SET EXERCISE 1 ▸ Update the data preprocessing notebook from "from sklearn.preprocessing import" up to and including "warnings.simplefilter(action='ignore', category=FutureWarning)" by replacing "Plots" with "Charts", and give that part in full.
SET EXERCISE 2 ▸ According to its comment in the data preprocessing notebook, what is seaborn imported for?

BEGIN SELECTED TEXT

# 3. Data preprocessing
 3.1 Data cleansing
 3.2 Data reduction
 3.3 Data transformation
 3.4 Data enrichment
 3.5 Data validation

#### Import modules and data

In [None]:
%config Completer.use_jedi = False

from sklearn.preprocessing import StandardScaler    # Machine Learning
from sklearn.model_selection import train_test_split
from sklearn.decomposition import FactorAnalysis
from sklearn.linear_model import LinearRegression
from sklearn import preprocessing, svm
import statistics
import statsmodels.api as sm
import plotly.express as px    # Creates entire figures
import seaborn as sns   # Data visuals
import matplotlib.pyplot as plt  # Plots
import numpy as np      # Working with arrays and math
import pandas as pd     # For data analiysis and data process
import warnings
warnings.simplefilter(action='ignore', category=FutureWarning)

END SELECTED TEXT
BEGIN EXTRACTED DATA

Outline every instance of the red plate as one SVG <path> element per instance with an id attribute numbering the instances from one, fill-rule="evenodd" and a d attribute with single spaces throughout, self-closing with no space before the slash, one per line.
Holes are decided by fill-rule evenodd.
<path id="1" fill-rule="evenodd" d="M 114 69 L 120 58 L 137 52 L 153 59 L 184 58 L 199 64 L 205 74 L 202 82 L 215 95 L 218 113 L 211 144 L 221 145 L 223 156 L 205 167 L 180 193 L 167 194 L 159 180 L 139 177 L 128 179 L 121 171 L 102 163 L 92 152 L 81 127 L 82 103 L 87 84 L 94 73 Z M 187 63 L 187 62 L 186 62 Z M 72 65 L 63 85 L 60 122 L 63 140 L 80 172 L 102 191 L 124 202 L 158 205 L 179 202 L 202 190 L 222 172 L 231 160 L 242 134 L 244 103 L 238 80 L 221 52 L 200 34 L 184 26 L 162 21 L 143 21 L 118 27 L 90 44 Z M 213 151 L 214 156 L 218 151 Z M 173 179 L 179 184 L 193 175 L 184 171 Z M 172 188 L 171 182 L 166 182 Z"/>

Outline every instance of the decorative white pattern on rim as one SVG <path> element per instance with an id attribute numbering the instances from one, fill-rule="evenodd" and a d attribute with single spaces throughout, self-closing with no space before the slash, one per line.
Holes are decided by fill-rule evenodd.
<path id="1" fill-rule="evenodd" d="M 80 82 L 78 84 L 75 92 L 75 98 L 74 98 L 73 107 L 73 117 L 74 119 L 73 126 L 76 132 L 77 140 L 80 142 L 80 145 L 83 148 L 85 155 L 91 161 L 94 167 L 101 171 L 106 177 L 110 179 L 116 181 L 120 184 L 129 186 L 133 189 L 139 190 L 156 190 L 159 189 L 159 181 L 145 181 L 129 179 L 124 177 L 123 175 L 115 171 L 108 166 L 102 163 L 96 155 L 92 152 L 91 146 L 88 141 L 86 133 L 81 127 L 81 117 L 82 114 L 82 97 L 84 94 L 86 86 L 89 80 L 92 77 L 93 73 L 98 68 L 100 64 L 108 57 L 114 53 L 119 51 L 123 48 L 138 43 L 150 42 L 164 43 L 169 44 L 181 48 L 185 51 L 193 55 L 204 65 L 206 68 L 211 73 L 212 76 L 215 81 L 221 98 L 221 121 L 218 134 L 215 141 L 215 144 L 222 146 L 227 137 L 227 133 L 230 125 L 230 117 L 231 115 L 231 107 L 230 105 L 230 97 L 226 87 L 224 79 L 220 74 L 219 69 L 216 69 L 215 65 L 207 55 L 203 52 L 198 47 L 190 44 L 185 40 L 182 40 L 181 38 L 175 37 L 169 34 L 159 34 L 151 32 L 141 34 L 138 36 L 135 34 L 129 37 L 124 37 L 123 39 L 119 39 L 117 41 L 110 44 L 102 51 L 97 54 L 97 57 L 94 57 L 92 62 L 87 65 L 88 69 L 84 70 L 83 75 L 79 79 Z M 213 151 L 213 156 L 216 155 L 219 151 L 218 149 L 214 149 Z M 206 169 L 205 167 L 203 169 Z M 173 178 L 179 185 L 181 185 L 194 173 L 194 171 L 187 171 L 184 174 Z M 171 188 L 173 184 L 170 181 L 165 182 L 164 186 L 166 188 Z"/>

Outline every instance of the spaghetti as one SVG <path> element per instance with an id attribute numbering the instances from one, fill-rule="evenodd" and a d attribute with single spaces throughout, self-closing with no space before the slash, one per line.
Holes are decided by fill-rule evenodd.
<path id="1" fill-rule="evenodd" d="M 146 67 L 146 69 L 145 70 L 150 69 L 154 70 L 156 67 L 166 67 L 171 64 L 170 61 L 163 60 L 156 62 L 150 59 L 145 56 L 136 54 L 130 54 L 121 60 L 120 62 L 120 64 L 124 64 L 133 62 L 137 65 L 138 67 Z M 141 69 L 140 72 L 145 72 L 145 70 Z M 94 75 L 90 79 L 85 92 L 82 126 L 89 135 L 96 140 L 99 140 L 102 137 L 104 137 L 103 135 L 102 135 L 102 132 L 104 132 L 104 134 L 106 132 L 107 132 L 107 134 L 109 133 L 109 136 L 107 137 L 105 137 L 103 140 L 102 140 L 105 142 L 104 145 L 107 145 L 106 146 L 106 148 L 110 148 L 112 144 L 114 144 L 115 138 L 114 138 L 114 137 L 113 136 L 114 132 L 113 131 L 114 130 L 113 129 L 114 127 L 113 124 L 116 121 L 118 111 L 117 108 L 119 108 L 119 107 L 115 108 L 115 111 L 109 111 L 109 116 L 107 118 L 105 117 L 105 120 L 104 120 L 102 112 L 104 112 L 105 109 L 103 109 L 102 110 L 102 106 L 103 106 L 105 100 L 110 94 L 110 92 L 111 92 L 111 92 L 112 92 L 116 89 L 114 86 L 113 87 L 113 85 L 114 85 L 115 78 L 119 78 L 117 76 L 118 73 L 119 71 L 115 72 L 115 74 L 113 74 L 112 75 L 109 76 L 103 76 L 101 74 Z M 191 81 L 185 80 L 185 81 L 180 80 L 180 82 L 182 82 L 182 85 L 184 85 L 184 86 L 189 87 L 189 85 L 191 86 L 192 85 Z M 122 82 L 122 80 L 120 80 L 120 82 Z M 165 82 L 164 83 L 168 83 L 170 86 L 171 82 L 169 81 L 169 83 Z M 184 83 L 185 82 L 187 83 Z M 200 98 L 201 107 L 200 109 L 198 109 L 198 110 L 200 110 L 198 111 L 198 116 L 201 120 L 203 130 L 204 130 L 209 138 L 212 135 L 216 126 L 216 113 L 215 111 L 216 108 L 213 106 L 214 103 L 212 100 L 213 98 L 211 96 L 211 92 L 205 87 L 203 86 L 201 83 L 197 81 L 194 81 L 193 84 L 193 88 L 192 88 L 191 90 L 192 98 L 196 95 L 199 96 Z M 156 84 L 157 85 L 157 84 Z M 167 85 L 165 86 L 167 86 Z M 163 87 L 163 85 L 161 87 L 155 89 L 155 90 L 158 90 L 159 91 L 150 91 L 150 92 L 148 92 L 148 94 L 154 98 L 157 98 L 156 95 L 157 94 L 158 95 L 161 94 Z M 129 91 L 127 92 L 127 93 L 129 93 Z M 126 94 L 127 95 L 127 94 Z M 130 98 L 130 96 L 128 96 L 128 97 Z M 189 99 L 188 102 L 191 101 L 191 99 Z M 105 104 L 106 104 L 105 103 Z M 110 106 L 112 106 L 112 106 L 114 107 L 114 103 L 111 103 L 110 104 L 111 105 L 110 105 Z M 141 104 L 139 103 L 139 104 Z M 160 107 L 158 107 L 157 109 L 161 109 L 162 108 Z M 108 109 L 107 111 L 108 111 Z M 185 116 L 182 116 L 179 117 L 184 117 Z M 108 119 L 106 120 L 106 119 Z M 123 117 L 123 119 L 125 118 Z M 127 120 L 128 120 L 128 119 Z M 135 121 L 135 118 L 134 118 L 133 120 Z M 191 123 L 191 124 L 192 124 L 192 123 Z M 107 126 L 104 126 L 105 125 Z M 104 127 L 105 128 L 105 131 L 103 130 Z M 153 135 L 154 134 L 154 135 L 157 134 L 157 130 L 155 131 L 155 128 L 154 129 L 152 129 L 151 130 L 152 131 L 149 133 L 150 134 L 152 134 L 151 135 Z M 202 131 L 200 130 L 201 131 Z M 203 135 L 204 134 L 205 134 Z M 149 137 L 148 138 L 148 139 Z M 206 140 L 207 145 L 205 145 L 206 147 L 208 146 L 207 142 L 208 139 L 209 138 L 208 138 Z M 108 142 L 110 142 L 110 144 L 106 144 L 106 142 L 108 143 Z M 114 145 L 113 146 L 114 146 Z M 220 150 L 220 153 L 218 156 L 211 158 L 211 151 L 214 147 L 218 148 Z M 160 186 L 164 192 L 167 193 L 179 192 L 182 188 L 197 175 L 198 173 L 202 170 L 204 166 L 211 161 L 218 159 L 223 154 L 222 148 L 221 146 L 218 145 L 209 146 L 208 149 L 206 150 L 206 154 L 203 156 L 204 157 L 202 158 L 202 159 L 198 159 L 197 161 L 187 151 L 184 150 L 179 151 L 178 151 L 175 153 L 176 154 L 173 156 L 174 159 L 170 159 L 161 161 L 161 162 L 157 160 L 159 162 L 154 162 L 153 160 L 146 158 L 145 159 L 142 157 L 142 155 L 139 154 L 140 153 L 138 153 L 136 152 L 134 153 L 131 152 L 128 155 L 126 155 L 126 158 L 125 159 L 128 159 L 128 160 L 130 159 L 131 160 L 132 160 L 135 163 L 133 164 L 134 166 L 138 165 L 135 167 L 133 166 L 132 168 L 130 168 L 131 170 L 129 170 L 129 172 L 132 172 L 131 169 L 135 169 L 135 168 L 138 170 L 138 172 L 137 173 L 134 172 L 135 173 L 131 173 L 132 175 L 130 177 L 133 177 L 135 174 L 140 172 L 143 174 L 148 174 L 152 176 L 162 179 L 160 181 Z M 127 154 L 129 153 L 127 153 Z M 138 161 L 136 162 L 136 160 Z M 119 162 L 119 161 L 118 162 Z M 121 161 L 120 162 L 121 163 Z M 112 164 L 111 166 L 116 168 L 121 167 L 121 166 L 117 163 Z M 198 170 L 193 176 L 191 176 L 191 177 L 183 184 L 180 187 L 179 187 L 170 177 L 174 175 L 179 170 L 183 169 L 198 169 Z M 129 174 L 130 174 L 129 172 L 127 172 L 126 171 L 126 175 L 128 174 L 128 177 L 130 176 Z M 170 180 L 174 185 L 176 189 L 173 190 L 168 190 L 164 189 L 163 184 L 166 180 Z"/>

END EXTRACTED DATA

EXPECTED ANSWER 1 ▸
from sklearn.preprocessing import StandardScaler    # Machine Learning
from sklearn.model_selection import train_test_split
from sklearn.decomposition import FactorAnalysis
from sklearn.linear_model import LinearRegression
from sklearn import preprocessing, svm
import statistics
import statsmodels.api as sm
import plotly.express as px    # Creates entire figures
import seaborn as sns   # Data visuals
import matplotlib.pyplot as plt  # Charts
import numpy as np      # Working with arrays and math
import pandas as pd     # For data analiysis and data process
import warnings
warnings.simplefilter(action='ignore', category=FutureWarning)

EXPECTED ANSWER 2 ▸ Data visuals.